Defying a veto threat, the Democratic-controlled Senate passed sweeping patients' rights legislation Friday night, promising millions of Americans new health care protections and the ability to sue their HMOs.
The 59-36 vote sent the bill to the House, where the White House and Republican leaders were already laboring to rewrite it to restrict lawsuits.
"At long last, the Senate has acted to protect patients and doctors, and end abuses by HMOs and managed care plans," said Sen. Edward M. Kennedy, D-Mass., a leading supporter of the bill.
GOP critics saw it differently, and said so. Sen. Bill Frist, R-Tenn., a heart surgeon by training, said the measure was "more concerned about protecting the rights of trial lawyers than providing Americans with affordable high-quality health care."
But an alternative proposal that would have reduced the threat of lawsuits, supported mostly by Republicans, was swept aside, 59-36, moments before the final vote.
Designed to combat HMO horror stories, the legislation as originally drafted would give an estimated 190 million Americans new protections such as the right to emergency room care, access to specialists, minimum hospital stays for mastectomies and access to government-run clinical trials.
Patients could appeal any HMO's denial of care to an independent reviewer. The legislation also would permit patients to sue in state court if they lost their appeal, and to recover substantial damages if they win in court.
President Bush issued a veto threat against the bill last week, saying he agreed with the need to protect patients but was concerned the measure would prompt lawsuits, drive up the cost of insurance and cause businesses to cancel coverage as a result.

* * * *

Exercise directions
Can you extend the news report on the Senate's patients' rights bill, starting right after its final sentence?

* * * *

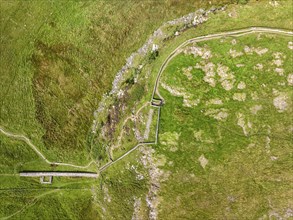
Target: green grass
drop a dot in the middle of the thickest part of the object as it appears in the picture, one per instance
(58, 58)
(241, 175)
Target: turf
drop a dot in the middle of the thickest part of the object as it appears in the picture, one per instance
(244, 170)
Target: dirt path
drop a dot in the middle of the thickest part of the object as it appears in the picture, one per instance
(236, 33)
(26, 140)
(148, 124)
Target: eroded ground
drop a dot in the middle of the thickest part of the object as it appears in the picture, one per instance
(226, 129)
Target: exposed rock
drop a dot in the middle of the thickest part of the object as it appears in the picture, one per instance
(218, 114)
(209, 73)
(240, 65)
(255, 109)
(215, 101)
(239, 96)
(187, 72)
(241, 122)
(260, 51)
(136, 212)
(226, 77)
(290, 79)
(198, 51)
(235, 53)
(258, 66)
(280, 102)
(203, 161)
(290, 45)
(169, 138)
(241, 85)
(280, 71)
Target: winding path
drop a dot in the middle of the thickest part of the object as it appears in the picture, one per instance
(235, 33)
(26, 140)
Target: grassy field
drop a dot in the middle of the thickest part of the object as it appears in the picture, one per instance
(56, 64)
(229, 152)
(59, 57)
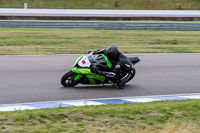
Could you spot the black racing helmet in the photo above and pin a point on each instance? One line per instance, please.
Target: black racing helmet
(113, 53)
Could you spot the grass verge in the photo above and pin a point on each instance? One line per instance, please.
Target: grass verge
(105, 4)
(166, 117)
(19, 41)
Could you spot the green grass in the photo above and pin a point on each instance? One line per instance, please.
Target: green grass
(171, 116)
(105, 4)
(17, 41)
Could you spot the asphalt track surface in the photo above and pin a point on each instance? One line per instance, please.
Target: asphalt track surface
(98, 13)
(26, 79)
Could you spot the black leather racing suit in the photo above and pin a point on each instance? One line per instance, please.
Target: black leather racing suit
(122, 68)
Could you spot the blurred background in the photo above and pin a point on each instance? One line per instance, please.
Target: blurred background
(105, 4)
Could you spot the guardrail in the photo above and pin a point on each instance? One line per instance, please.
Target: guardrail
(103, 25)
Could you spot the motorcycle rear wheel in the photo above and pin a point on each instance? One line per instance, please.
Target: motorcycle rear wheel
(132, 76)
(68, 79)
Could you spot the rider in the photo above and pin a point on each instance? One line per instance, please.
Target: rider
(122, 67)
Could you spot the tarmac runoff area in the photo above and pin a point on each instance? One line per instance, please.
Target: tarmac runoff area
(99, 13)
(31, 80)
(68, 103)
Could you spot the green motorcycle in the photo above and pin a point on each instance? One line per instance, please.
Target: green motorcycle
(81, 72)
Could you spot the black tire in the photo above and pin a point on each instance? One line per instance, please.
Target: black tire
(132, 76)
(68, 79)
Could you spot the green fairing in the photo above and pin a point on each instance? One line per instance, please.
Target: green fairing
(77, 60)
(91, 76)
(109, 64)
(77, 77)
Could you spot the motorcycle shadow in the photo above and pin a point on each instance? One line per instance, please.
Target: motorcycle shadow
(98, 87)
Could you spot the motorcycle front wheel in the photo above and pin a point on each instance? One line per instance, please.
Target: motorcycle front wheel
(68, 79)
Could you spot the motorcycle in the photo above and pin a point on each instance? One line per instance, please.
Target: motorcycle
(81, 72)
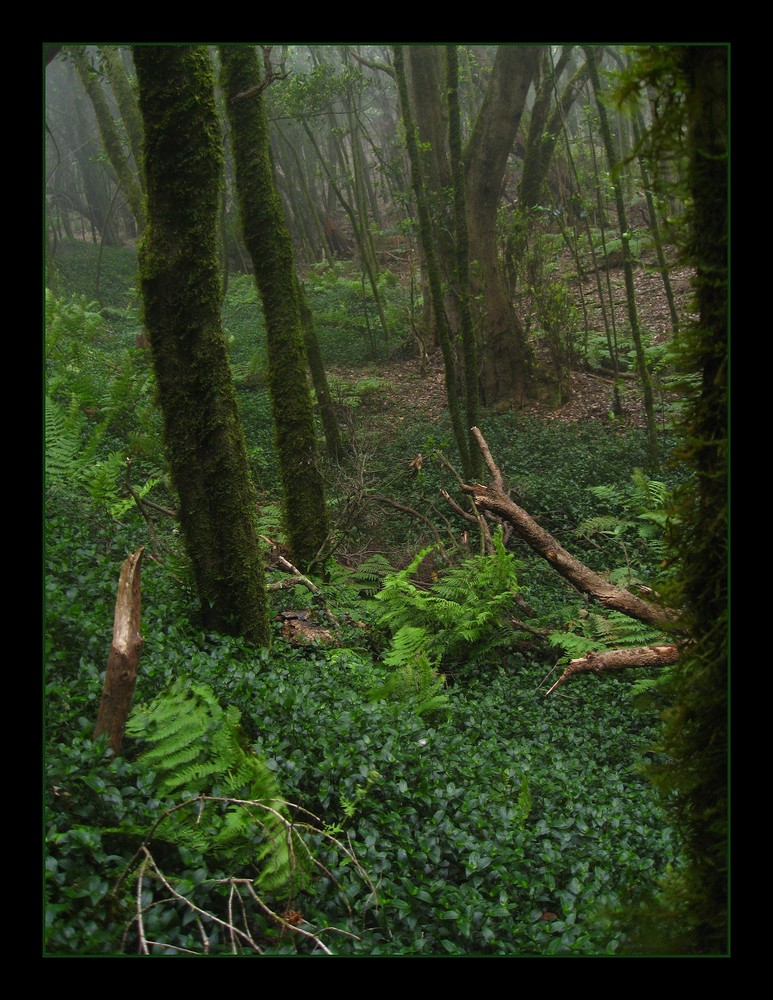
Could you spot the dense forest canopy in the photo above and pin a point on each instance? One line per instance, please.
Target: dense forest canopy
(386, 535)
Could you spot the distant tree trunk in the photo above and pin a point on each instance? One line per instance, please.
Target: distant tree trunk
(268, 241)
(644, 375)
(111, 140)
(697, 730)
(126, 99)
(319, 378)
(506, 357)
(462, 270)
(427, 242)
(181, 284)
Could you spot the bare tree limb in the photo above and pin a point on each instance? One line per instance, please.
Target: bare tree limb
(619, 659)
(493, 500)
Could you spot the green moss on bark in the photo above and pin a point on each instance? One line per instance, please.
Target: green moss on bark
(270, 247)
(181, 285)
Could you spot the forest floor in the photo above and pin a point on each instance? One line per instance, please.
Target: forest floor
(418, 387)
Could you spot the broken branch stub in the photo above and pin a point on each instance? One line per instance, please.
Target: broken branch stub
(493, 500)
(125, 650)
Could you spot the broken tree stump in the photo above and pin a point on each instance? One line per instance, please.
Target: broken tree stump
(124, 655)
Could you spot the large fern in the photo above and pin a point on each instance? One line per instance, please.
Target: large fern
(462, 618)
(196, 754)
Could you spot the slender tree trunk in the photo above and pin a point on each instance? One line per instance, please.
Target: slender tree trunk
(462, 275)
(319, 378)
(427, 241)
(181, 284)
(697, 737)
(506, 357)
(270, 247)
(111, 140)
(126, 100)
(644, 375)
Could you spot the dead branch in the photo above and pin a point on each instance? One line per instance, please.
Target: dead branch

* * * *

Answer for this exercise
Republicans made the same point repeatedly during the debate, and Democrats agreed to a series of changes they said would alleviate the problem.
The vote was a victory for Democrats and Majority Leader Tom Daschle, D-S.D., who made their bill their first legislative priority after winning Senate control earlier in the month.
"I think we made a lot of improvements," Daschle told reporters. "And I think the president should reconsider" his veto threat.
Republican officials said that was unlikely, at least until Democrats agreed to further reduce the threat of lawsuits and the potential for enormous sums to be awarded in damages.
Years of politically-charged struggle over the issue has produced general agreement on the need for patient protections an issue that garners consistently high support in public opinion polls.
But over two weeks of debate, senators clashed often over the lawsuits that Democrats, aligned politically with the nation's trial lawyers, say are necessary to enforce those rights. Republicans, generally aligned with the health insurance industry, tried at several points to curtail the potential for suits.
One change, adopted on Thursday, would shield an estimated 94 percent of the nation's employers from lawsuits.
The bill's supporters agreed to others on Friday.
One would limit class action lawsuits. Another would require virtually all patients to complete an independent appeal of an HMO's denial of care before going to court.
Supporters raised objections to proposals to limit damages that patients could recover in successful lawsuits, and also objected to further restrictions on patients' abilities to bring suits.
Sen. Fred Thompson, R-Tenn., proposed the amendment to foreclose most suits while independent appeals were ongoing.
Passage, on a vote of 98-0, means denial of care decisions will ultimately be reviewed by "somebody who is objective, somebody who is an expert," he said, and will result in "doctors making decisions instead of lawyers."
Thompson's amendment would permit lawsuits in limited circumstances when appeals were in progress, principally when they consumed more than 31 days.
Sen. Mike DeWine, R-Ohio, authored the amendment to reduce the potential for class action suits, and it, too, cleared on a vote of 98-0.
But other changes advanced by critics were swiftly sidetracked by the bill's supporters.
Among them was one amendment by Sen. Wayne Allard, R-Colo., to ban all patients' rights lawsuits against employers with 15 employees or fewer. It was killed on a vote of 55-43.